[PROBLEM REQUIREMENTS]:
List every group that the Dirty Wars text says the elite soldiers are drawn from.
## begin SOURCE TEXT
Dirty Wars

Dirty Wars Book Cover Dirty Wars
Jeremy Scahill
Political Science
Nation Books
April 23, 2013
512

Illuminating. Terrifying. Jeremy Scahill, who wrote a book about the private military company - Blackwater, takes us inside America’s new covert wars. The foot soldiers in these battles operate globally and inside the United States with orders from the White House to do whatever is necessary to hunt down, capture or kill individuals designated by the president as enemies. Drawn from the ranks of the Navy SEALs, Delta Force, former Blackwater and other private security contractors, the CIA’s Special Activities Division and the Joint Special Operations Command ( JSOC), these elite soldiers operate worldwide, with thousands of secret commandos working in more than one hundred countries. Funded through “black budgets,” Special Operations Forces conduct missions in denied areas, engage in targeted killings, snatch and grab individuals and direct drone, AC-130 and cruise missile strikes. While the Bush administration deployed these ghost militias, President Barack Obama has expanded their operations and given them new scope and legitimacy. Dirty Wars follows the consequences of the declaration that “the world is a battlefield,” as Scahill uncovers the most important foreign policy story of our time. From Afghanistan to Yemen, Somalia and beyond, Scahill reports from the frontlines in this high-stakes investigation and explores the depths of America’s global killing machine. He goes beneath the surface of these covert wars, conducted in the shadows, outside the range of the press, without effective congressional oversight or public debate. And, based on unprecedented access, Scahill tells the chilling story of an American citizen marked for assassination by his own government. As US leaders draw the country deeper into conflicts across the globe, setting the world stage for enormous destabilization and blowback, Americans are not only at greater risk—we are changing as a nation. Scahill unmasks the shadow warriors who prosecute these secret wars and puts a human face on the casualties of unaccountable violence that is now official policy: victims of night raids, secret prisons, cruise missile attacks and drone strikes, and whole classes of people branded as “suspected militants.” Through his brave reporting, Scahill exposes the true nature of the dirty wars the United States government struggles to keep hidden.

The neocons also envisioned further asserting US dominance over natural resources globally and directly confronting nation-states that stood in the way.

For decades, Cheney and Rumsfeld had been key leaders of a militant movement outside of government and, during Republican administrations, from within the White House itself. Its mission was to give the executive branch of the US government unprecedented powers to wage secret wars, conduct covert operations with no oversight and to spy on US citizens.

In the last year of the Clinton administration, the United States began flying drones over Afghanistan out of a secret US base, called K2, in Uzbekistan.

Under the Constitution, it is the Congress, not the president, that has the right to declare war. But seventy-two hours after 9/11, Congress took a radical step in a different direction. On September 14, 2001, the House and Senate gave President Bush unprecedented latitude to wage a global war, passing the Authorization for Use of Military Force (AUMF).
## end SOURCE TEXT
## begin DATASET
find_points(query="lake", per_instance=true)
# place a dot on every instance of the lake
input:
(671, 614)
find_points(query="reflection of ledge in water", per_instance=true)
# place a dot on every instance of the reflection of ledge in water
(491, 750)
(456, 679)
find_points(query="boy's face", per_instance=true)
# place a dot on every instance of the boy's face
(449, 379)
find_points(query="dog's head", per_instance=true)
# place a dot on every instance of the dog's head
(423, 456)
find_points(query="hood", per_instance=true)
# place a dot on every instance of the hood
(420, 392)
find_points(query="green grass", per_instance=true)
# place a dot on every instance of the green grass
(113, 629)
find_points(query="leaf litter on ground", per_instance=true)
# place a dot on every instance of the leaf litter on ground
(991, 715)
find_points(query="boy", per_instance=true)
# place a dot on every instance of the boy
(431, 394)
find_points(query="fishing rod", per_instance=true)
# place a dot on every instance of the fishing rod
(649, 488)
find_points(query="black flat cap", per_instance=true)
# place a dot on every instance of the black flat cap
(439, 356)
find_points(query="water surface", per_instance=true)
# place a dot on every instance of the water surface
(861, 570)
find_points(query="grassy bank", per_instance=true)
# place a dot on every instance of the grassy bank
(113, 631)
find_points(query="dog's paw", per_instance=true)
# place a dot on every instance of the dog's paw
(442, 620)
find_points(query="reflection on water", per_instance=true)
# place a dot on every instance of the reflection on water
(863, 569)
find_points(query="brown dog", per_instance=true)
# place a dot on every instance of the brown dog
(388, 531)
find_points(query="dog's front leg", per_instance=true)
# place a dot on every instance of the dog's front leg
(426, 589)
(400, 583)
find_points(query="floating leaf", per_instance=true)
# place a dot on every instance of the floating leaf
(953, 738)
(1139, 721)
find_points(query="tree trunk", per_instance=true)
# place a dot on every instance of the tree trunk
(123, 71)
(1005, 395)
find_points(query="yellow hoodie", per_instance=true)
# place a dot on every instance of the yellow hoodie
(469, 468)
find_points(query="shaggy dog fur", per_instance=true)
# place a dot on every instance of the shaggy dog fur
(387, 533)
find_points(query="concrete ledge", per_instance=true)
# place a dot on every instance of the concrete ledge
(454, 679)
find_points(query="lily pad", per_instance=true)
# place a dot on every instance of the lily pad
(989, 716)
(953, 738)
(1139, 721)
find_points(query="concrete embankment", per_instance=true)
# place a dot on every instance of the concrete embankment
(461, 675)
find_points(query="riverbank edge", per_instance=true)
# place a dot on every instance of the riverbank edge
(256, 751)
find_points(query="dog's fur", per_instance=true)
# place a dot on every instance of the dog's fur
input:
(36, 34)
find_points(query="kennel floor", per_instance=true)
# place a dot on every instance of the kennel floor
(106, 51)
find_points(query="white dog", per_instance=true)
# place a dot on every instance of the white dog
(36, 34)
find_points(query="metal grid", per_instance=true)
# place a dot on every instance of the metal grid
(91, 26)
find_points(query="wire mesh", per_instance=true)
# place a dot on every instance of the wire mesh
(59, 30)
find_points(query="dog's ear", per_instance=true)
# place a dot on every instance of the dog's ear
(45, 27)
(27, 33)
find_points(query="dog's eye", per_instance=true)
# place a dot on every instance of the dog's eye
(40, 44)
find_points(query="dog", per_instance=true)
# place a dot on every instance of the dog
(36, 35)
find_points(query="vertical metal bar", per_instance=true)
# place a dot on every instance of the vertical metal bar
## end DATASET
[RESULT FOR THIS TASK]:
- Navy SEALs
- Delta Force
- Former Blackwater and other private security contractors
- The CIA's Special Activities Division
- The Joint Special Operations Command (JSOC)